DOCUMENT SEGMENT =
____________

To many people in Britain, the very fact that there's a European involvement in regionalism is to condemn it out of hand. They point to the ludicrous way in which we elect Members of the European Parliament, using the closed regional list system of proportional representation devised by an obscure Belgian mathematician

The European argument may be fuelling the anti-regional agenda. But more considered opposition is being focused on what seems an undeniable fact –regions will be, in essence, a centralising body at regional level taking decision-making away from county councils rather than being an authority responsible for powers handed down from Whitehall.

It's the very antithesis of subsidiarity.

When Labour won the 1997 election, Scotland was one of its biggest headaches. The clamour north of the border was for the handover of powers – and to stop calls for full independence, the Government proposed a Scottish parliament to deal with most policies except taxation, foreign affairs, defence and broadcasting.

This was approved in a referendum as were the plans for London and Welsh assemblies with lesser authority than Scotland. Northern Ireland was given its own assembly.

But nobody asked the English and the problem remained: But what to do with England outside the capital? How do you counter the economic power, strength and magnetism of London that has over decades had a corrosive effect on the rest of the country?

While there is considerably merit in the establishment of an English Grand Committee, consisting of England's MPs to decide on policies to deal purely with England, by no stretch of the imagination can this be called devolution.

Labour's preferred option is a structure of eight regions, on the European principle, to deal with strategic matters such as tourism, spatial and transport planning, inward investment, fire and rescue and possibly the police.

But importantly they will not deal with health or education policies, which remain firmly under the control of Westminster – and Scottish and Welsh MPs.

These regional bodies will be unelected unless local referendums approve directly elected authorities and at the same time, county councils will be abolished.

____________

PROVIDED DATA =

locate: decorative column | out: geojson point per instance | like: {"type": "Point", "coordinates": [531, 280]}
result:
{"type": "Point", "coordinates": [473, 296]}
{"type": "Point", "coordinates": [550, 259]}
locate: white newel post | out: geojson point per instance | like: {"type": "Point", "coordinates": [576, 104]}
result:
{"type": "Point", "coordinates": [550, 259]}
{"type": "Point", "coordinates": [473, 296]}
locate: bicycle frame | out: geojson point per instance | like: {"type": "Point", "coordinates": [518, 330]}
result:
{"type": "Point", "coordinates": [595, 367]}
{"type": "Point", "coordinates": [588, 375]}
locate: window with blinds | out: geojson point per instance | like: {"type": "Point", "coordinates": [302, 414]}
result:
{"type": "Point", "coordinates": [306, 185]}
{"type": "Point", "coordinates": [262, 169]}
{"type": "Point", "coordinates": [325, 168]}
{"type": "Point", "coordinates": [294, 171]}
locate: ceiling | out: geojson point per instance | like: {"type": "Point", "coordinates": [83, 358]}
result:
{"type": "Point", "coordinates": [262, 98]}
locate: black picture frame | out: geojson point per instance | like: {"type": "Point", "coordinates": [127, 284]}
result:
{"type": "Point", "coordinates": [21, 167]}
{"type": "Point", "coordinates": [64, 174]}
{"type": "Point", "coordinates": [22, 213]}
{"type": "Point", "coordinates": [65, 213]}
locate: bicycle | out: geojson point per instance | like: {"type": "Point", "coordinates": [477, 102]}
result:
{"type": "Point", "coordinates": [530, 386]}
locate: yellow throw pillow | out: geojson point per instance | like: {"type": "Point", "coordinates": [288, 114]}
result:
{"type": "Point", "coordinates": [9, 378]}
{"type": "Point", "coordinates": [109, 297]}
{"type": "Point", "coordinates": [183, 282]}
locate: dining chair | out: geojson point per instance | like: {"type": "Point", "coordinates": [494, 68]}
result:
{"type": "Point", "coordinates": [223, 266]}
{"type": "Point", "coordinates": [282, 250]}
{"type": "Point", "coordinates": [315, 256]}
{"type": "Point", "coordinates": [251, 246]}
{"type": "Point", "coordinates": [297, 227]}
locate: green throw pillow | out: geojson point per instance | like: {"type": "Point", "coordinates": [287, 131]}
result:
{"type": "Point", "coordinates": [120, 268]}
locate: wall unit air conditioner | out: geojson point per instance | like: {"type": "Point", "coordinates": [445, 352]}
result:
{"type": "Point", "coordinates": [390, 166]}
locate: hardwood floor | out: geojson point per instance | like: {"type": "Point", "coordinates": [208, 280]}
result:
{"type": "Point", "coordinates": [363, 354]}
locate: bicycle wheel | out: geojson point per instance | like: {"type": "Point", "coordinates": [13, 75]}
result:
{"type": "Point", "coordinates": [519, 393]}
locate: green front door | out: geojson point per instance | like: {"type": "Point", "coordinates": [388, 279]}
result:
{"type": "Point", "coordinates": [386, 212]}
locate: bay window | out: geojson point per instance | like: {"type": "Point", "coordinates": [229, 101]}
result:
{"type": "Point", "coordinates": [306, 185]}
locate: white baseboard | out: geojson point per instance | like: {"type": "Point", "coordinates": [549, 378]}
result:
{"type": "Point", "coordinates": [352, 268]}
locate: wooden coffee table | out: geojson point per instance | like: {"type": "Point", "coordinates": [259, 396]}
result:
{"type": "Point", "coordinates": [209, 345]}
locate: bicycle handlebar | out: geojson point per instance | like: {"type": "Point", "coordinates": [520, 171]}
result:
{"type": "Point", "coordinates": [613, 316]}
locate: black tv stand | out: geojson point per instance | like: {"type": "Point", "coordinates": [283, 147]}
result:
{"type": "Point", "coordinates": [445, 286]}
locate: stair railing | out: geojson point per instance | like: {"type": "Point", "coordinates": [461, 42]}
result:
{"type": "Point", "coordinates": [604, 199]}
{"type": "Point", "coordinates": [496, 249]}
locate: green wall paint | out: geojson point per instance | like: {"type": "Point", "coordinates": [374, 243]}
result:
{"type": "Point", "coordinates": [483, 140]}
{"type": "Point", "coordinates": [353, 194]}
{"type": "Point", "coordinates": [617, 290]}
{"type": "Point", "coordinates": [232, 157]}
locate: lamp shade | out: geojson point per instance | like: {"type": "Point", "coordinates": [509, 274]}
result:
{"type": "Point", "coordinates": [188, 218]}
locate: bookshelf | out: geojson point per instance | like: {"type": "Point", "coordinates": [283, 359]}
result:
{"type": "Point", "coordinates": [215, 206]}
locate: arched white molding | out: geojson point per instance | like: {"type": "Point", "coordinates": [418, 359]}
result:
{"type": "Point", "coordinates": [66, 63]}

____________

CHALLENGES =
- A) Summarize the piece on English regional government in two sentences.
- B) Rewrite the records starting at the line that has "locate: bicycle handlebar" and ending with the last line of the records, with "locate" changed to "find" and everything else kept as it is.

RESPONSES =
- A) Opponents of regionalism in Britain object to its European involvement and to regions acting as centralizing bodies that take decision-making away from county councils. After Scotland, Wales, London and Northern Ireland gained their own parliaments or assemblies, Labour proposed eight English regions for strategic matters such as tourism and transport planning, unelected unless local referendums approve elected authorities, with county councils abolished and health and education left with Westminster.

- B)
find: bicycle handlebar | out: geojson point per instance | like: {"type": "Point", "coordinates": [520, 171]}
result:
{"type": "Point", "coordinates": [613, 316]}
find: black tv stand | out: geojson point per instance | like: {"type": "Point", "coordinates": [283, 147]}
result:
{"type": "Point", "coordinates": [445, 286]}
find: stair railing | out: geojson point per instance | like: {"type": "Point", "coordinates": [461, 42]}
result:
{"type": "Point", "coordinates": [604, 199]}
{"type": "Point", "coordinates": [496, 249]}
find: green wall paint | out: geojson point per instance | like: {"type": "Point", "coordinates": [374, 243]}
result:
{"type": "Point", "coordinates": [483, 140]}
{"type": "Point", "coordinates": [353, 194]}
{"type": "Point", "coordinates": [617, 290]}
{"type": "Point", "coordinates": [232, 157]}
find: lamp shade | out: geojson point per instance | like: {"type": "Point", "coordinates": [509, 274]}
result:
{"type": "Point", "coordinates": [188, 218]}
find: bookshelf | out: geojson point per instance | like: {"type": "Point", "coordinates": [283, 359]}
result:
{"type": "Point", "coordinates": [215, 206]}
find: arched white molding | out: geojson point per instance | like: {"type": "Point", "coordinates": [418, 359]}
result:
{"type": "Point", "coordinates": [66, 63]}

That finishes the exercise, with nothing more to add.